Each line of the listing, apart from the pictures, is to be printed exactly.

Input records:
________
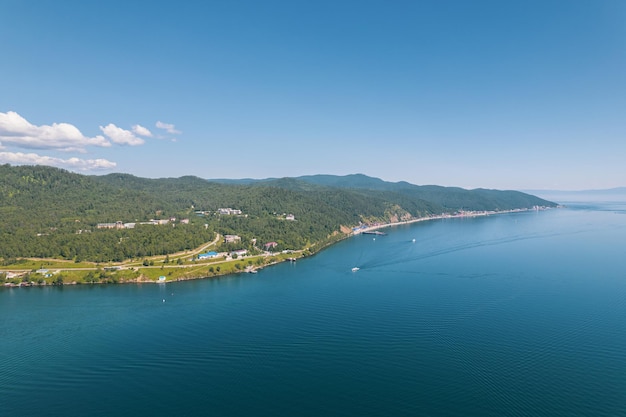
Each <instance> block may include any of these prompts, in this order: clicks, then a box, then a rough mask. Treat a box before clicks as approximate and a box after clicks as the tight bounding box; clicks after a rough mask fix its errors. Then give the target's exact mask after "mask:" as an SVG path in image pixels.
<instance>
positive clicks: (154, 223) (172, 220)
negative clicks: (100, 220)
mask: <svg viewBox="0 0 626 417" xmlns="http://www.w3.org/2000/svg"><path fill="white" fill-rule="evenodd" d="M175 222H176V217H170V218H167V219H158V220H155V219H150V221H147V222H140V223H139V224H155V225H164V224H169V223H175ZM180 223H181V224H189V219H180ZM136 224H137V223H124V222H121V221H117V222H115V223H98V224H97V228H98V229H133V228H134V227H135V225H136Z"/></svg>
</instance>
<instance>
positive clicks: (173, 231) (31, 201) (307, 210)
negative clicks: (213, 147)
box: [0, 165, 556, 262]
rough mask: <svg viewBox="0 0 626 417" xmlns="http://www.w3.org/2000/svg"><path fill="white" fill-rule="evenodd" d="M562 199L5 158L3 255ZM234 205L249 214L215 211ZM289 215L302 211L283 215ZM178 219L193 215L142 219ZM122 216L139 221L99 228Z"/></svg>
mask: <svg viewBox="0 0 626 417" xmlns="http://www.w3.org/2000/svg"><path fill="white" fill-rule="evenodd" d="M555 205H556V204H555V203H552V202H550V201H547V200H543V199H541V198H538V197H535V196H533V195H529V194H525V193H521V192H518V191H499V190H484V189H476V190H465V189H462V188H456V187H439V186H434V185H428V186H417V185H413V184H409V183H407V182H387V181H383V180H381V179H379V178H373V177H368V176H366V175H362V174H355V175H346V176H334V175H311V176H303V177H298V178H268V179H264V180H252V179H245V180H212V181H207V180H205V179H202V178H198V177H193V176H184V177H180V178H159V179H148V178H140V177H136V176H134V175H129V174H120V173H115V174H108V175H102V176H87V175H80V174H76V173H71V172H68V171H65V170H62V169H57V168H52V167H45V166H16V167H13V166H10V165H0V214H2V217H0V219H1V220H0V221H1V223H0V226H1V227H0V242H2V244H1V245H0V258H2V259H5V260H6V259H10V258H18V257H25V256H29V257H39V258H45V257H55V258H64V259H75V260H83V259H84V260H92V261H96V262H105V261H121V260H124V259H128V258H138V257H144V256H152V255H164V254H166V253H172V252H177V251H183V250H189V249H191V248H193V247H196V246H197V245H199V244H201V243H203V242H206V241H209V240H211V239H212V238H213V236H214V233H220V234H236V235H239V236H241V238H242V242H248V244H249V245H252V244H251V243H250V242H252V241H253V240H255V241H256V240H258V241H259V242H277V243H278V244H279V247H280V248H282V249H302V248H304V247H307V246H310V245H311V244H313V243H315V244H316V246H315V247H316V248H318V247H323V246H324V244H325V243H324V242H328V241H329V239H330V240H332V239H339V238H340V236H342V231H343V232H345V231H346V230H349V228H350V227H351V226H355V225H358V224H360V223H371V222H383V223H384V222H396V221H400V220H410V219H415V218H422V217H427V216H431V215H435V214H441V213H453V212H456V211H459V210H465V211H470V210H471V211H483V210H510V209H523V208H531V207H533V206H555ZM226 207H230V208H234V209H237V210H241V212H242V213H243V215H242V216H219V215H216V212H217V211H218V209H219V208H226ZM287 214H291V215H293V216H294V217H292V218H295V219H296V220H295V221H285V219H286V217H287ZM289 217H291V216H289ZM170 218H173V219H181V218H185V219H187V221H188V223H186V225H185V226H176V227H171V228H158V227H157V228H155V227H151V226H150V227H148V226H141V223H143V222H147V221H149V220H151V219H170ZM116 222H119V223H120V224H123V223H129V224H130V223H132V224H135V223H136V224H137V227H136V228H132V229H128V230H126V229H123V230H116V231H108V230H106V229H102V228H101V227H99V226H100V225H101V224H104V223H116ZM248 248H249V249H251V250H252V249H253V247H252V246H248Z"/></svg>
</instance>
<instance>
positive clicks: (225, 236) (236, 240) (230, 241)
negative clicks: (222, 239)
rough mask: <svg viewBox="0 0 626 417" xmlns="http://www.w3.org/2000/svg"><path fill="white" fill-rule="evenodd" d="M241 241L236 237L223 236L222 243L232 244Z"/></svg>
mask: <svg viewBox="0 0 626 417" xmlns="http://www.w3.org/2000/svg"><path fill="white" fill-rule="evenodd" d="M239 241H241V237H240V236H237V235H225V236H224V243H234V242H239Z"/></svg>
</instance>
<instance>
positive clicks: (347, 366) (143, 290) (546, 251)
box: [0, 202, 626, 417]
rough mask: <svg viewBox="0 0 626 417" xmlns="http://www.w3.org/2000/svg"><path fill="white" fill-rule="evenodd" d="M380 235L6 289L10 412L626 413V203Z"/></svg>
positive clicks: (548, 414)
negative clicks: (207, 274) (143, 284)
mask: <svg viewBox="0 0 626 417" xmlns="http://www.w3.org/2000/svg"><path fill="white" fill-rule="evenodd" d="M385 231H386V232H388V235H387V236H382V237H376V238H373V237H372V236H365V235H363V236H356V237H353V238H350V239H347V240H345V241H343V242H340V243H338V244H336V245H334V246H332V247H331V248H329V249H327V250H325V251H323V252H321V253H319V254H317V255H316V256H314V257H311V258H308V259H305V260H301V261H298V262H297V263H296V264H281V265H277V266H275V267H271V268H266V269H264V270H262V271H260V272H259V273H258V274H256V275H252V274H242V275H237V276H230V277H224V278H219V279H207V280H197V281H188V282H180V283H172V284H165V285H158V284H144V285H134V284H132V285H109V286H66V287H63V288H52V287H48V288H15V289H8V288H4V289H0V416H44V415H45V416H87V415H89V416H111V415H115V416H137V415H151V416H172V415H176V416H245V415H254V416H408V415H413V416H498V417H500V416H568V417H572V416H624V415H626V204H621V203H617V202H613V203H610V204H609V203H588V204H571V205H569V207H568V208H565V209H554V210H547V211H539V212H525V213H517V214H506V215H496V216H489V217H480V218H465V219H446V220H436V221H430V222H422V223H418V224H413V225H410V226H400V227H394V228H388V229H386V230H385ZM413 239H415V242H413V241H412V240H413ZM354 266H358V267H359V268H360V270H359V271H358V272H352V271H351V268H352V267H354ZM164 300H165V302H164Z"/></svg>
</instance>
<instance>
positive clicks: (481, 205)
________
Completed exercise:
Each <instance> block may include any of these prompts, in this order: clicks, then a box, then a rough mask. Treat a box before clicks as approximate and a box after clicks as the tight bounding box; clicks after a rough mask fix its errors. Then give the target's exact mask after "mask:" as an SVG path in image pixels.
<instance>
positive clicks: (154, 223) (172, 220)
negative clicks: (100, 220)
mask: <svg viewBox="0 0 626 417" xmlns="http://www.w3.org/2000/svg"><path fill="white" fill-rule="evenodd" d="M175 222H176V217H170V218H167V219H158V220H155V219H150V221H147V222H140V223H139V224H155V225H164V224H169V223H175ZM180 223H181V224H189V219H180ZM136 224H137V223H124V222H121V221H117V222H115V223H98V224H97V228H98V229H133V228H134V227H135V225H136Z"/></svg>
</instance>
<instance>
positive clicks: (173, 231) (31, 201) (307, 210)
negative clicks: (213, 147)
box: [0, 165, 556, 262]
rough mask: <svg viewBox="0 0 626 417" xmlns="http://www.w3.org/2000/svg"><path fill="white" fill-rule="evenodd" d="M562 199L5 158L3 255ZM234 205L249 214L215 211ZM289 215L302 211L283 215ZM178 219L193 215L142 219ZM122 216L139 221L99 228Z"/></svg>
mask: <svg viewBox="0 0 626 417" xmlns="http://www.w3.org/2000/svg"><path fill="white" fill-rule="evenodd" d="M555 205H556V204H555V203H552V202H550V201H547V200H543V199H541V198H538V197H535V196H533V195H529V194H525V193H521V192H518V191H499V190H484V189H476V190H465V189H462V188H456V187H439V186H434V185H428V186H417V185H413V184H409V183H407V182H387V181H383V180H381V179H379V178H373V177H368V176H366V175H362V174H355V175H346V176H334V175H311V176H303V177H298V178H268V179H264V180H252V179H245V180H212V181H207V180H205V179H202V178H198V177H193V176H184V177H180V178H159V179H148V178H140V177H136V176H134V175H129V174H120V173H115V174H108V175H102V176H87V175H80V174H76V173H71V172H68V171H65V170H62V169H57V168H52V167H45V166H16V167H13V166H10V165H0V214H2V217H0V219H1V220H0V221H1V223H0V226H1V227H0V242H2V244H1V245H0V258H2V259H5V260H6V259H10V258H18V257H25V256H29V257H39V258H45V257H55V258H64V259H75V260H83V259H84V260H92V261H96V262H105V261H121V260H124V259H128V258H138V257H144V256H152V255H164V254H166V253H172V252H177V251H183V250H189V249H191V248H193V247H196V246H197V245H199V244H201V243H203V242H206V241H209V240H211V239H212V238H213V236H214V233H220V234H236V235H239V236H241V238H242V242H248V244H249V245H252V244H251V243H250V242H252V241H253V240H255V241H256V240H258V241H259V242H277V243H278V244H279V247H280V248H282V249H302V248H304V247H307V246H310V245H311V244H313V243H315V244H316V246H315V247H316V248H318V247H323V246H324V244H325V243H324V242H328V241H329V239H330V240H332V239H339V238H340V236H342V231H343V232H345V231H346V230H349V228H350V227H351V226H355V225H358V224H360V223H371V222H383V223H384V222H396V221H400V220H410V219H415V218H422V217H427V216H431V215H435V214H441V213H453V212H456V211H459V210H465V211H470V210H471V211H483V210H510V209H523V208H531V207H533V206H555ZM226 207H230V208H234V209H237V210H241V212H242V213H243V215H242V216H219V215H216V212H217V211H218V209H219V208H226ZM287 214H291V215H293V216H294V217H292V218H295V219H296V220H295V221H285V219H286V217H287ZM289 217H291V216H289ZM170 218H173V219H181V218H185V219H187V221H188V223H186V225H185V226H176V227H171V228H158V227H157V228H155V227H151V226H150V227H148V226H141V223H143V222H147V221H149V220H151V219H170ZM116 222H119V223H120V224H123V223H129V224H130V223H132V224H135V223H136V224H137V227H136V228H132V229H128V230H126V229H123V230H116V231H108V230H106V229H102V228H101V227H99V226H100V225H101V224H104V223H116ZM248 248H249V249H251V250H252V249H253V247H252V246H248Z"/></svg>
</instance>
<instance>
positive clicks: (225, 236) (236, 240) (230, 241)
negative clicks: (222, 239)
rough mask: <svg viewBox="0 0 626 417" xmlns="http://www.w3.org/2000/svg"><path fill="white" fill-rule="evenodd" d="M241 241L236 237L223 236L222 243L232 244Z"/></svg>
mask: <svg viewBox="0 0 626 417" xmlns="http://www.w3.org/2000/svg"><path fill="white" fill-rule="evenodd" d="M239 241H241V237H240V236H237V235H225V236H224V243H234V242H239Z"/></svg>
</instance>
<instance>
positive clicks: (347, 366) (143, 290) (546, 251)
box: [0, 202, 626, 417]
rough mask: <svg viewBox="0 0 626 417" xmlns="http://www.w3.org/2000/svg"><path fill="white" fill-rule="evenodd" d="M380 235L6 289L10 412L626 413V203Z"/></svg>
positive clicks: (548, 414)
negative clicks: (207, 274) (143, 284)
mask: <svg viewBox="0 0 626 417" xmlns="http://www.w3.org/2000/svg"><path fill="white" fill-rule="evenodd" d="M385 231H386V232H388V235H387V236H382V237H376V238H373V237H372V236H365V235H363V236H356V237H353V238H350V239H347V240H345V241H343V242H340V243H338V244H336V245H334V246H332V247H331V248H329V249H327V250H325V251H323V252H321V253H319V254H317V255H316V256H314V257H311V258H308V259H305V260H301V261H298V262H297V263H296V264H281V265H277V266H275V267H271V268H266V269H264V270H262V271H260V272H259V273H258V274H256V275H252V274H242V275H237V276H230V277H224V278H219V279H207V280H197V281H188V282H180V283H172V284H165V285H158V284H144V285H134V284H132V285H109V286H66V287H63V288H52V287H48V288H15V289H8V288H4V289H0V416H44V415H45V416H87V415H89V416H111V415H115V416H137V415H151V416H172V415H176V416H245V415H254V416H408V415H413V416H498V417H500V416H568V417H572V416H624V415H626V204H621V203H617V202H613V203H610V204H609V203H588V204H571V205H569V207H568V208H565V209H554V210H547V211H539V212H525V213H517V214H506V215H496V216H489V217H480V218H465V219H446V220H436V221H430V222H422V223H418V224H413V225H410V226H400V227H394V228H388V229H386V230H385ZM413 239H415V242H413V241H412V240H413ZM354 266H358V267H359V268H360V270H359V271H358V272H352V271H351V268H352V267H354ZM164 300H165V302H164Z"/></svg>
</instance>
<instance>
positive clicks: (481, 205)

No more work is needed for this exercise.